** Start Text shown **
# Earning obedience titles timeframe



## Loisiana (Jul 29, 2009)

There's the Front and Finish awards. I believe the Gold level is if you earn your UD 24 months from your first time in the novice ring, and the Platinum level is 12 months? I believe our Mr. Tito has one of those awards


----------



## hotel4dogs (Sep 29, 2008)

Yes, check out the Front and Finish website (check it out anyway, it's a great site!). They have a nice special award for finishing all 3 levels within different time periods, also for agility.
FFX-OG is Front and Finish Obedience Gold (within 24 months)
FFX-OP is Front and Finish Obedience Platinum (within 12 months)

We missed the platinum by 2 months, but are proud to sport the FFX-OG after Tito's name.



Loisiana said:


> There's the Front and Finish awards. I believe the Gold level is if you earn your UD 24 months from your first time in the novice ring, and the Platinum level is 12 months? I believe our Mr. Tito has one of those awards


----------



## JDandBigAm (Aug 25, 2008)

Hey, that's neat that Tito got the Gold! I'm hoping that Jonah will finish his utility within the 12 month or less period. I was thinking there was a Hall of Fame type of acknowledgement in the obedience world for finishing early. Maybe that's if you actually get an OTCH by a certain time. The most important thing is having fun and we are doing that just in the training part.


----------



## hotel4dogs (Sep 29, 2008)

Thanks...we'd hoped for 12 months, too, but found Utility to be a little harder than anticipated once you actually get into the show ring....plus were trying to show in breed at the same time which severely limited our obedience shows!


----------



## Loisiana (Jul 29, 2009)

There is a Golden Retriever Obedience Hall of Fame (OBHF), but it isn't based on a timeframe.

To earn it the dog must have a UD and 5 High in Trials.

Conner has that one


----------



## rappwizard (May 27, 2009)

I am in the presence of obedience royalty!!!!


----------



## JDandBigAm (Aug 25, 2008)
** End Text shown **
** Start Dataset extract **
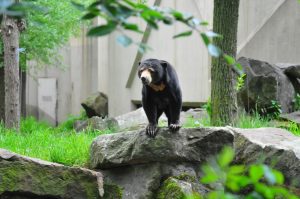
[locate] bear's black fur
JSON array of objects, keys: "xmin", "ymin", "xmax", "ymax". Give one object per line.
[{"xmin": 138, "ymin": 59, "xmax": 182, "ymax": 137}]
** End Dataset extract **
*Requests*:
**A)** List each distinct username that appears as a post heading in the forum thread about obedience title timeframes.
**B)** In the obedience titles thread, set down the passage from "To earn it the" to "of obedience royalty!!!!" word for word.
**C)** Write the next part of the forum thread on obedience title timeframes, picking up after its final line.
The data above is separate material, apart from the obedience titles thread.

*The responses*:
**A)** Loisiana, hotel4dogs, JDandBigAm, rappwizard

**B)**
To earn it the dog must have a UD and 5 High in Trials.

Conner has that one


----------



## rappwizard (May 27, 2009)

I am in the presence of obedience royalty!!!!

**C)**
Wow! Loisiana...when you earned the OBHF, how many dogs did you show before getting a coveted title like that? I'm already getting the itch to get a Tanbark or something similar for my next obedience Golden. It really is so much fun training for the obedience shows even though Jonah has another year to go. Congrats on such an award!


----------



## Loisiana (Jul 29, 2009)

Happy said:


> Wow! Loisiana...when you earned the OBHF, how many dogs did you show before getting a coveted title like that? I'm already getting the itch to get a Tanbark or something similar for my next obedience Golden. It really is so much fun training for the obedience shows even though Jonah has another year to go. Congrats on such an award!


Conner is my second dog, my first to go past CDX. He's not a real high drive dog or anything, just a happy boy that likes to please me. I actually got him out of a newspaper ad just for a pet (just like I had done with Annabel the year before) - I had never even heard of obedience competitions when I got him. 

Now I have one of those high drive dogs bred specifically for obediece. And he is a lot of fun. He really enjoys the exercises themselves, and doesn't need a lot of external motivation to keep that enjoyment. But on the other hand, there is something special about a dog like Conner that doesn't really like retrieving, jumping, etc, on thier own, but learns to enjoy doing it because he enjoys the time spent with me.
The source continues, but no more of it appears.